# Exercise objective
Please convert the lines below into a JSON list of strings, one string per line, with blank lines left out. Omit the pictures from your answer.

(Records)
=====

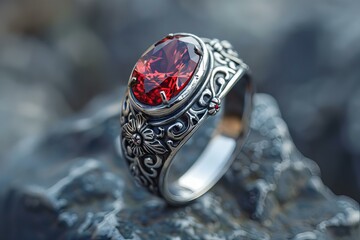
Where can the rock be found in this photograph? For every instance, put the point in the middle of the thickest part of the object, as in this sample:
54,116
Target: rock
72,183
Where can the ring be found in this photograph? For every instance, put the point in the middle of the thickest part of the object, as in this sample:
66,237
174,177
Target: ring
178,84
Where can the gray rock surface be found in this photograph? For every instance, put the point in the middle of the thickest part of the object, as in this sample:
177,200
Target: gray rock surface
55,56
72,183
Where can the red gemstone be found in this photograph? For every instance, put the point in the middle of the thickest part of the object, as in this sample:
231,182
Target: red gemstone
167,66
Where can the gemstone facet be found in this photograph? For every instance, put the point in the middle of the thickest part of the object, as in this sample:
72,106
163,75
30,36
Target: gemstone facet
165,69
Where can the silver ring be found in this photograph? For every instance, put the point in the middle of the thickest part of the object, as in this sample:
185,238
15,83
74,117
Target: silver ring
177,84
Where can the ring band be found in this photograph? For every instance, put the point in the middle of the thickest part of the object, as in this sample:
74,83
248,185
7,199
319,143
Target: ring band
176,85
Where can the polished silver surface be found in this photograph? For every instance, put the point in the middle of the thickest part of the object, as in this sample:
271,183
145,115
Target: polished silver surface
151,136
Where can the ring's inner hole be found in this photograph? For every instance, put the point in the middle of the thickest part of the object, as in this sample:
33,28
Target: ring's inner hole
203,160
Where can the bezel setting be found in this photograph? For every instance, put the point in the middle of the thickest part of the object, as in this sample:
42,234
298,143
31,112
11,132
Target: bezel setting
197,80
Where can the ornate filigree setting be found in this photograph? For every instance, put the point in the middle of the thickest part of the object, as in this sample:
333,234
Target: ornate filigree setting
148,141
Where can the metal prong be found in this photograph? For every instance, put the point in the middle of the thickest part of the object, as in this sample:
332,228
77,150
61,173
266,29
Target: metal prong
164,98
132,81
198,51
170,36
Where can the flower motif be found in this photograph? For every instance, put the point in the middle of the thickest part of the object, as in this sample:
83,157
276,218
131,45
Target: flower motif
140,138
214,106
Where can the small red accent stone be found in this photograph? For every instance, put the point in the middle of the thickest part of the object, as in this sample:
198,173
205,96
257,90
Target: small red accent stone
167,66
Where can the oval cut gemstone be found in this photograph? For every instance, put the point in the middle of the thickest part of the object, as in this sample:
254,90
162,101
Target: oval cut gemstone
165,69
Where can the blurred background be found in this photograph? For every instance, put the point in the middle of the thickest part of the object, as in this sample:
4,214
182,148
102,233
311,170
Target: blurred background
56,56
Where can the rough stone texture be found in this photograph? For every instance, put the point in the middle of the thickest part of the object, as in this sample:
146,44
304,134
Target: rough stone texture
56,55
72,183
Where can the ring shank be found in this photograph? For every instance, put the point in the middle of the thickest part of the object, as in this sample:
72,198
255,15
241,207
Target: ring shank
219,153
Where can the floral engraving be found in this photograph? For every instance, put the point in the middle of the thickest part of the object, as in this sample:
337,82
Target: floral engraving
141,138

=====

# In response
[
  "Where can the rock be found in this photograph? For every instance, put the point in the middle of the thickest part of the object, as in this sample:",
  "54,116",
  "Target: rock",
  "72,183",
  "Where can the ring be found in this photograph? For every instance, put the point in the middle of the thickest part of the object, as in this sample:",
  "66,237",
  "174,177",
  "Target: ring",
  "178,84",
  "Where can the gray rock surface be found in this photograph? For every instance, put the point in the middle of the thickest part of the object, as in this sample:",
  "177,200",
  "Target: gray rock surface",
  "55,56",
  "72,183",
  "Where can the red gemstone be found in this photograph? For every instance, put the point in the middle of the thickest part of the object, as in this sample:",
  "231,182",
  "Target: red gemstone",
  "167,66",
  "Where can the gemstone facet be found in this photograph? For every instance, put the point in the middle of the thickest part of the object, as in this sample:",
  "72,106",
  "163,75",
  "30,36",
  "Target: gemstone facet",
  "165,69",
  "Where can the silver ring be found in this photograph? For every instance, put the point in the middle of the thickest part of the object, as in this sample:",
  "185,238",
  "15,83",
  "74,117",
  "Target: silver ring",
  "177,84",
  "Where can the ring band be found in this photograph? For every instance, put the point in the middle of the thickest part of the object, as in this sample:",
  "74,83",
  "248,185",
  "7,199",
  "319,143",
  "Target: ring band",
  "176,85",
  "Where can the polished silver surface be found in this photograph? For every instance, put the point in the middle of the thickest part of the object, as in this sample:",
  "271,183",
  "145,115",
  "Target: polished silver surface",
  "151,136",
  "Where can the ring's inner hole be found in this photograph? For every instance, put the point in the middle of the thickest part of the object, as in this sample:",
  "33,28",
  "Target: ring's inner hole",
  "203,160",
  "Where can the bezel setting be found in this photograph? For every instance, put the point in the middle of the thickest part of the object, as in this sample:",
  "42,234",
  "298,143",
  "31,112",
  "11,132",
  "Target: bezel setting",
  "197,80",
  "Where can the ornate filigree setting be found in this photograph? For every instance, put the point in the middle of the thickest part of the object, as in this sample:",
  "333,234",
  "Target: ornate filigree setting",
  "148,141",
  "Where can the metal prong be found in this photograph? For every instance, put the point in the middle of the thickest part of the object, as in this sample:",
  "332,228",
  "77,150",
  "61,173",
  "266,29",
  "Target: metal prong",
  "164,98",
  "132,81",
  "198,51",
  "170,36",
  "Where can the flower motif be found in this photograph? For every instance, put the point in the middle of the thickest part of the object, as in this sample:",
  "83,157",
  "276,218",
  "131,45",
  "Target: flower motif",
  "140,138",
  "214,106",
  "Where can the small red accent stone be found in this photograph? For every instance, put the point in the middle of the thickest part of the object, as in this sample:",
  "198,173",
  "205,96",
  "257,90",
  "Target: small red accent stone",
  "167,66",
  "Where can the oval cut gemstone be found in this photograph? For every instance, put the point in the middle of the thickest part of the object, as in this sample:",
  "254,90",
  "162,101",
  "Target: oval cut gemstone",
  "165,69",
  "Where can the blurred background be found in this photograph? For every instance, put the point in the middle of the thickest part of the object, as in this sample:",
  "4,214",
  "182,148",
  "102,233",
  "311,170",
  "Target: blurred background",
  "56,56",
  "Where can the rough stone texture be found in this photograph? For every instance, put the point in the middle of the thickest part of the object, as in this sample:",
  "146,44",
  "304,134",
  "Target: rough stone texture",
  "56,55",
  "72,183",
  "Where can the ring shank be found in this photograph? For every instance, put the point in the middle of the thickest part of the object, as in this sample:",
  "72,198",
  "255,15",
  "241,207",
  "Target: ring shank",
  "219,153",
  "Where can the floral engraving be found in this photograph? For every instance, put the point in the middle of the thickest part of the object, as in this sample:",
  "337,82",
  "Target: floral engraving",
  "141,138"
]